SET EXERCISE:
Pick up the Bundlebase operation chains reference below right after its last line and keep writing it in the same style.

PAGE EXTRACT:
※

Operation Chains¶
Fluent method chaining for Bundlebase operations.
Overview¶
Bundlebase uses operation chains to enable fluent method chaining while maintaining clean async/await syntax. This allows you to queue multiple operations before execution.
Chain Classes¶
OperationChain¶
OperationChain ¶
Chains multiple async operations on a Bundle with a single await.
This class queues up method calls and executes them all when awaited, allowing for fluent chaining with a single await at the end.
Example
c = await (c.attach("data.parquet") .drop_column("unwanted") .rename_column("old_name", "new_name"))
| PARAMETER | DESCRIPTION |
|---|---|
bundle
|
PyBundleBuilder or PyBundle instance
TYPE:
|
__getattr__ ¶
Intercept method calls to queue operations or handle final conversions.
| PARAMETER | DESCRIPTION |
|---|---|
name
|
Method name
TYPE:
|
| RETURNS | DESCRIPTION |
|---|---|
Any
|
A callable that either queues the operation or executes the chain |
| RAISES | DESCRIPTION |
|---|---|
AttributeError
|
If the method name is not a valid operation |
__await__ ¶
Make this chain awaitable.
Executes all queued operations in order and returns the final bundle.
__del__ ¶
Detect if operations were never executed.
Logs a warning if the chain had queued operations that were never executed (i.e., the chain was never awaited).
CreateChain¶
CreateChain ¶
Awaitable chain for fluent creation and chaining in one go.
Handles the special case of creating a bundle first, then chaining operations. Unlike OperationChain, this starts without a bundle and creates one first.
Example
c = await (create(path) .attach("data.parquet") .drop_column("unwanted"))
| PARAMETER | DESCRIPTION |
|---|---|
create_func
|
The async create or open function from Rust bindings
TYPE:
|
*create_args
|
Arguments to pass to the create function
TYPE:
|
__getattr__ ¶
Intercept method calls to queue operations or handle final conversions.
| PARAMETER | DESCRIPTION |
|---|---|
name
|
Method name
TYPE:
|
| RETURNS | DESCRIPTION |
|---|---|
Any
|
A callable that either queues the operation or executes the chain |
__await__ ¶
Make this chain awaitable.
Executes all queued operations and returns the final bundle.
__del__ ¶
Detect if create/open was never executed.
Logs a warning if the creation chain was never awaited.
ExtendChain¶
ExtendChain ¶
Awaitable chain for extending an existing bundle to a new directory.
Handles the special case of extending an existing bundle, then chaining operations. Unlike OperationChain, extend() is synchronous and returns immediately, allowing chaining to begin without awaiting first.
Example
c = await (existing_c.extend("/new/path") .attach("new_data.parquet") .drop_column("unwanted"))
| PARAMETER | DESCRIPTION |
|---|---|
original_extend_method
|
The original (unwrapped) extend method from Rust
TYPE:
|
existing_bundle
|
The PyBundle to extend
TYPE:
|
data_dir
|
The directory path for the new extended bundle
TYPE:
|
__getattr__ ¶
Intercept method calls to queue operations or handle final conversions.

※

DATA LINES:
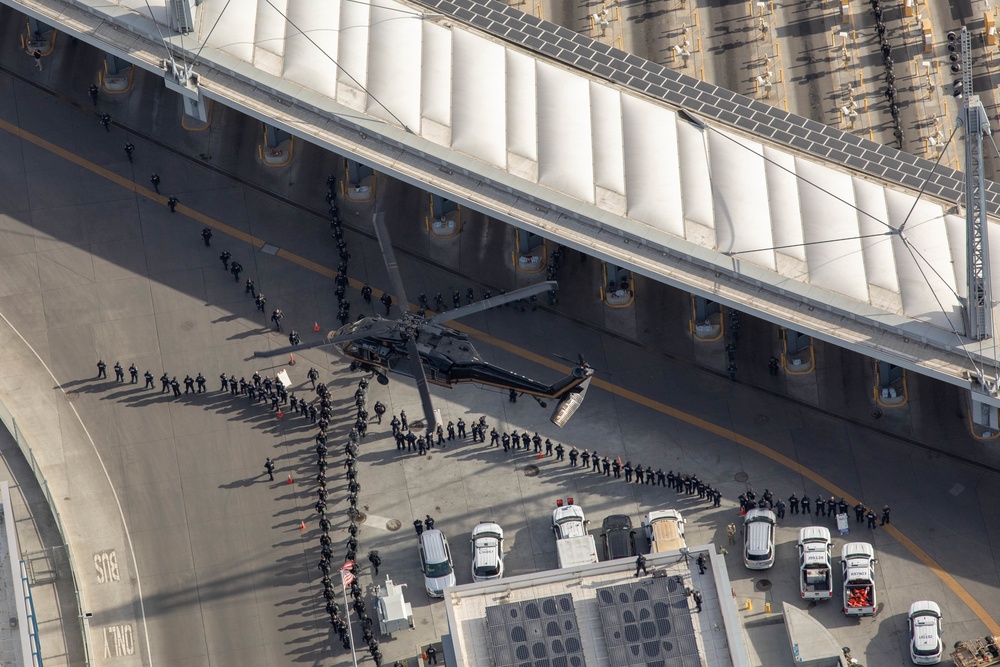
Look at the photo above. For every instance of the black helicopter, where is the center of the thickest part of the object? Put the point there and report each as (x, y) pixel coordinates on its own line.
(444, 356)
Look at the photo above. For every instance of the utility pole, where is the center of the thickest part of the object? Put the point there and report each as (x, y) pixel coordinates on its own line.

※

WRITTEN ANSWER:
| PARAMETER | DESCRIPTION |
|---|---|
name
|
Method name
TYPE:
|
| RETURNS | DESCRIPTION |
|---|---|
Any
|
A callable that either queues the operation or executes the chain |
__await__ ¶
Make this chain awaitable.
Executes all queued operations and returns the final bundle.
__del__ ¶
Detect if extend chain was never executed.
Logs a warning if the extend chain was never awaited.
How It Works¶
When you call a mutation method on a bundle, it returns an OperationChain that queues the operation:
import bundlebase
# Each method call returns a chain
c = await bundlebase.create() # CreateChain
c = await c.attach("data.parquet") # OperationChain
c = await c.filter("age >= 18") # OperationChain
c = await c.drop_column("ssn") # OperationChain
# Final await executes all queued operations
df = await c.to_pandas()
Examples¶
Basic Chaining¶
import bundlebase
# Chain operations before execution
c = await (bundlebase.create()
.attach("data.parquet")
.filter("active = true")
.drop_column("temp"))
# Execute when needed
df = await c.to_pandas()
Create Chain¶
The create() function returns a CreateChain that can queue operations before the bundle is created:
import bundlebase
# All operations are queued
chain = (bundlebase.create()
.attach("data.parquet")
.filter("age >= 18")
.rename_column("fname", "first_name"))
# Single await executes creation + all operations
c = await chain
df = await c.to_pandas()
Extend Chain¶
When extending a bundle, you get an ExtendChain:
import bundlebase
# Open existing bundle
original = await bundlebase.open("/path/to/bundle")
# Extend with chained operations
extended = await (original.extend("/path/to/new/bundle")
.attach("new_data.parquet")
.filter("year >= 2020"))
# Commit the extended bundle
await extended.commit("Added 2020+ data")
Mixed Chaining and Direct Calls¶
You can mix chaining with direct method calls:
import bundlebase
# Start with a chain
c = await (bundlebase.create()
.attach("data.parquet")
.filter("age >= 18"))
# Continue with direct calls
c = await c.drop_column("ssn")
c = await c.rename_column("fname", "first_name")
# Or resume chaining
c = await (c
.query("SELECT id, first_name, last_name FROM bundle")
.filter("active = true"))
df = await c.to_pandas()
Benefits of Operation Chains¶
1. Clean Syntax¶
Chaining enables clean, readable code:
# With chaining
c = await (bundlebase.create()
.attach("data.parquet")
.filter("age >= 18")
.drop_column("ssn"))
# Without chaining (more verbose)
c = await bundlebase.create()
c = await c.attach("data.parquet")
c = await c.filter("age >= 18")
c = await c.drop_column("ssn")
2. Performance¶
Operations are queued and executed together, reducing async overhead:
# Good: Single async call
c = await (bundlebase.create()
.attach("data.parquet")
.filter("age >= 18")
.drop_column("ssn")) # All operations execute together
# Less optimal: Multiple async calls
c = await bundlebase.create()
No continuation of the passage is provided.